Это люди, похожие на перелётных птиц, вот-вот разлетятся в разные стороны: то ли в Москву, то ли на кирпичный завод учительствовать, готовить для будущего ребят, будить людей к новой жизни. Тема птицы – одна из главных у Ирины: “Скажите мне, отчего я сегодня так счастлива? Точно я на парусах, надо мной широкое голубое небо, и носятся большие белые птицы. Отчего это? Отчего?” Чебутыкин подхватывает: “Птица моя белая...”

Но главный человек, глядящий в будущее, мечтатель, поэт – Вершинин. Он бродяга, временно живущий в этом “неудобном и грязном мире”: “Я всю жизнь мою болтался по квартиркам с двумя стульями, с одним диваном и с печками, которые всегда дымят”. И мечта – начать жизнь новую, чистую, “с цветами, с массой света...”

«Три сестры» (1981). Театр на Таганке. Режиссёр Ю. Любимов.

Маша (А. Демидова) задумчиво начинала спектакль словами: “Мне кажется, человек должен быть верующим... Или знать, для чего живёшь, или же всё пустяки, трын-трава”. Она произносила эту фразу спокойно, задумчиво, стоя на фоне зеркальной стены, смотря куда-то ввысь, поверх безверия, поверх наших голов. Во что она верует, зрители понимали позже, когда Маша удивительным – и ласкающим, и отстраняющим, и благословляющим – движением прикасалась к голове Вершинина. Её глаза теплели, движения замедлялись, становилось очевидным, что верует она в любовь. Эта вера делала её неподвластной времени.

Времени, от которого так много ждёт Вершинин. “Допустим, что среди ста тысяч населения этого города, – говорит он, – конечно, отсталого и грубого, таких, как вы, только три. Само собой разумеется, вам не победить окружающей вас тёмной массы; в течение вашей жизни, мало-помалу, вы должны будете уступить и затеряться в стотысячной толпе, вас заглушит жизнь, но всё же вы не исчезнете, не останетесь без влияния; таких, как вы, после вас явится уже, быть может, шесть, потом двенадцать и так далее, пока наконец такие, как вы, не станут большинством. Через двести, триста лет жизнь на земле будет невообразимо прекрасной, изумительной”.

[Фрагменты набора данных]
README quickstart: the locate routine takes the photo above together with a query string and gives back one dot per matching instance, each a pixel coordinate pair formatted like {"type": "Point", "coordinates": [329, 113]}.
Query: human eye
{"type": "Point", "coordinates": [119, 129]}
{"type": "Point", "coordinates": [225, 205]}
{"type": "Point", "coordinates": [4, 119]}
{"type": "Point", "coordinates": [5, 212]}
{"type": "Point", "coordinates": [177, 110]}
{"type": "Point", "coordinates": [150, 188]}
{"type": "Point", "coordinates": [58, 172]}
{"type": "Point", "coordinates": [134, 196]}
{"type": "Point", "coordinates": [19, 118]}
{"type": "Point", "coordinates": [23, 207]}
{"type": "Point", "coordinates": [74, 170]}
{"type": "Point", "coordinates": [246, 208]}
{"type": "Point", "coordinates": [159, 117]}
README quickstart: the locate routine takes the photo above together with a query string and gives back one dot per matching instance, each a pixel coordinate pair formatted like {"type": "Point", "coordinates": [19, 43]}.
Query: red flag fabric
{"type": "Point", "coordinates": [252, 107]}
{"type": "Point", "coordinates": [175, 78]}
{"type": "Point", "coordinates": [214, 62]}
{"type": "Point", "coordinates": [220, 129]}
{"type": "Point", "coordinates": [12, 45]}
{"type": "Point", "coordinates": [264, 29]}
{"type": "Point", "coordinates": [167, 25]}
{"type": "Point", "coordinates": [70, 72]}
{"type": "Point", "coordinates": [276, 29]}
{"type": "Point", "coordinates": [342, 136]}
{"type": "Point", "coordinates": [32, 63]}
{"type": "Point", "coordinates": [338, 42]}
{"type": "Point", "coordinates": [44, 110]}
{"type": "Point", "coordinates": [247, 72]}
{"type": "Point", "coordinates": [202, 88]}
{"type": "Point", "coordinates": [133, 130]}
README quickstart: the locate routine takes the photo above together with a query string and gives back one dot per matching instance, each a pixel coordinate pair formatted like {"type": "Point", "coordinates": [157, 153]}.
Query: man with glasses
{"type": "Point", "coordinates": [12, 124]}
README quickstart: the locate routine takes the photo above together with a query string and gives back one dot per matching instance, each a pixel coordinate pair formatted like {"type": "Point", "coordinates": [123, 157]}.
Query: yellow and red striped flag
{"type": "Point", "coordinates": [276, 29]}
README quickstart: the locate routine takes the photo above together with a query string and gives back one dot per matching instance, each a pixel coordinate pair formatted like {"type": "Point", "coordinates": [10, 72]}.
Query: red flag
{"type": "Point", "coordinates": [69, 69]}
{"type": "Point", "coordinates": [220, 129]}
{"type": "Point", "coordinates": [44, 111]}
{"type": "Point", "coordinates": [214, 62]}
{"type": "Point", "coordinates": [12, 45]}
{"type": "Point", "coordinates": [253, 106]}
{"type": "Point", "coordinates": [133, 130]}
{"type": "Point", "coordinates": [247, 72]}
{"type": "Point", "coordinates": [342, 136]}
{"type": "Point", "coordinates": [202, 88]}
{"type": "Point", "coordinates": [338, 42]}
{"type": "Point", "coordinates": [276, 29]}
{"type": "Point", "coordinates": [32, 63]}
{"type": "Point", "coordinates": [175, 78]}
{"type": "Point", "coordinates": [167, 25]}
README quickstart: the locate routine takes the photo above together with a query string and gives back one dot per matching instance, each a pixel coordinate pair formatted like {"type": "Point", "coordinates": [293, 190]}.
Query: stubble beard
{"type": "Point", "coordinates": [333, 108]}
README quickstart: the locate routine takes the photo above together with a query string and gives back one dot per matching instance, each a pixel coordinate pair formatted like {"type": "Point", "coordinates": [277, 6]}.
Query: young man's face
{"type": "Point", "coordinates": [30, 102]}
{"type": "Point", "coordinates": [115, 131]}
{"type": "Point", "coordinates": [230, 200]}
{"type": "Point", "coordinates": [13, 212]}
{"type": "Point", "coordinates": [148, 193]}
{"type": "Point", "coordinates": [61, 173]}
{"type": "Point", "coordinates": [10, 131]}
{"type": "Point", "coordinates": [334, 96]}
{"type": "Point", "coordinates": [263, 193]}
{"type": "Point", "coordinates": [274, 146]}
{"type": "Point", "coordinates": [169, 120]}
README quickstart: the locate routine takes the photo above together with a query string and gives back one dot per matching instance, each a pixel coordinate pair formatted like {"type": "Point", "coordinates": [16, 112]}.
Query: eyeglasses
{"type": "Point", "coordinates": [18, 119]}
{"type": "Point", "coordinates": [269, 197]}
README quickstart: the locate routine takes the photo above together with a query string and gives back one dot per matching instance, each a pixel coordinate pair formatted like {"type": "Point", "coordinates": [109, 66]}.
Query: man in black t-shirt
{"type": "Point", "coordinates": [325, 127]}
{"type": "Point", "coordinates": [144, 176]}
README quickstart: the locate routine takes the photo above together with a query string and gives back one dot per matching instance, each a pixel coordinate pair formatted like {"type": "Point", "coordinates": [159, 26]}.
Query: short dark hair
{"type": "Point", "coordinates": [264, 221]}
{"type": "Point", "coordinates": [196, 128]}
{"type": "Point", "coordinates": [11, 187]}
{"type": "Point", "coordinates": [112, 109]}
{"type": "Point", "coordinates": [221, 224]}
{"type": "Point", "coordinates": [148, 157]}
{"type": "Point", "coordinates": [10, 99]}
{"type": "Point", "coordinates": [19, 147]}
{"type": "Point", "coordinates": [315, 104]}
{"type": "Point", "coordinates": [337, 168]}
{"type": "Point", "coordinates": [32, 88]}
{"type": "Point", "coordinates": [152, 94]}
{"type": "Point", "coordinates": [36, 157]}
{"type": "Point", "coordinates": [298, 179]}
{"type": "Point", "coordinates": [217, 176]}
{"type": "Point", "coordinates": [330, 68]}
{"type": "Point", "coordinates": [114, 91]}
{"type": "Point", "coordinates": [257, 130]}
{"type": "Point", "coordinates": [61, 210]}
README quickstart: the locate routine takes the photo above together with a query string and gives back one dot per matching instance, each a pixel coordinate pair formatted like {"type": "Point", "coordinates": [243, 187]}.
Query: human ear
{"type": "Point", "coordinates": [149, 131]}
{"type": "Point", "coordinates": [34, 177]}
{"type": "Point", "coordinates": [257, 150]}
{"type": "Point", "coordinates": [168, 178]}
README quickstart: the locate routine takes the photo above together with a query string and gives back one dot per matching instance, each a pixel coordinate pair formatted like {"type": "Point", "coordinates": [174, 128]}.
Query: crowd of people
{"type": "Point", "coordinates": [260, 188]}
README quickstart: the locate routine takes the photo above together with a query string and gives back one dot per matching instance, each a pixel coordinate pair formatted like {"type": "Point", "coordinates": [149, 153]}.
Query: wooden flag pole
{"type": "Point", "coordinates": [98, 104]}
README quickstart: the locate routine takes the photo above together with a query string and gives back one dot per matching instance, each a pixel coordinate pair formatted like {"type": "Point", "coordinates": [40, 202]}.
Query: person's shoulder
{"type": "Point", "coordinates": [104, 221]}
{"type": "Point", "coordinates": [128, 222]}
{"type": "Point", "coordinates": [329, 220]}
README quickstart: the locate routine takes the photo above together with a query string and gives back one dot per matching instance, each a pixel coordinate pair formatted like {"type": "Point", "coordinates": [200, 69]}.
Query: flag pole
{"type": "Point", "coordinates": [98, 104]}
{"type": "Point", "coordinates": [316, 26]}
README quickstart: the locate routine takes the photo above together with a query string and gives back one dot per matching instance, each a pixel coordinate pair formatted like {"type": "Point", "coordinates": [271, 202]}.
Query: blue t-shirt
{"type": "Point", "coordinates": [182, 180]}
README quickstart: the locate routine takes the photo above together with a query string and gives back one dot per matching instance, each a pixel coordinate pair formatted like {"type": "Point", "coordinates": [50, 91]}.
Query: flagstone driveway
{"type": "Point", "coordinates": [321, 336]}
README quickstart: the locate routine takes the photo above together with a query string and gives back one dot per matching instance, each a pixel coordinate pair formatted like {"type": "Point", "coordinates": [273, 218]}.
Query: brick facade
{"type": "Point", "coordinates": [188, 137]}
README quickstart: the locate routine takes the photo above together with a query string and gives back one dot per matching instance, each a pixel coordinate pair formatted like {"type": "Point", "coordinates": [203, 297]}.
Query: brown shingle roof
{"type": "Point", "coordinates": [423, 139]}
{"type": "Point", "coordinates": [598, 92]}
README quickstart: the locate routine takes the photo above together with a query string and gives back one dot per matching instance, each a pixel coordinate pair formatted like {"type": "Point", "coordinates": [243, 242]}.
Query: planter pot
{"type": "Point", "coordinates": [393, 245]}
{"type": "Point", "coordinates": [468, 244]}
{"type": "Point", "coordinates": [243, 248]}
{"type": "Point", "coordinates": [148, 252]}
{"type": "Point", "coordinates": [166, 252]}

__ПОПРОБУЙТЕ САМИ__. Продолжите текст о «Трёх сёстрах», начав сразу после его последнего предложения. Строки набора данных — отдельный материал, не связанный с текстом о «Трёх сёстрах».

__ОТВЕТ НА ЗАДАНИЕ__.
Но это самое время оказывается, по версии Ю. Любимова, чрезвычайно жестоким к сёстрам Прозоровым. Магнитофонная запись доносит до зрителей голоса актёров, игравших эту пьесу во МХАТе в 20-е и в БДТ в 60-е годы. Реплики, долетающие из театрального прошлого, из старых, полузабытых спектаклей, воскрешают их благородную тональность, подчёркивая различия между жизнью ушедшей и жизнью пришедшей.

Маша в спектакле Любимова приносит с собой атмосферу начала века, Ольга (М. Полицеймако) плавно движется из прошлого в настоящее, Наташа – совершенно нынешняя, умеющая жить себе в удовольствие.

Смешиваются времена и нравы, смешиваются места действия. Справа от партера огромная зеркальная стена. В ней отражаются лица сотен зрителей, и драма совершается не только в их присутствии, но как бы даже с их участием.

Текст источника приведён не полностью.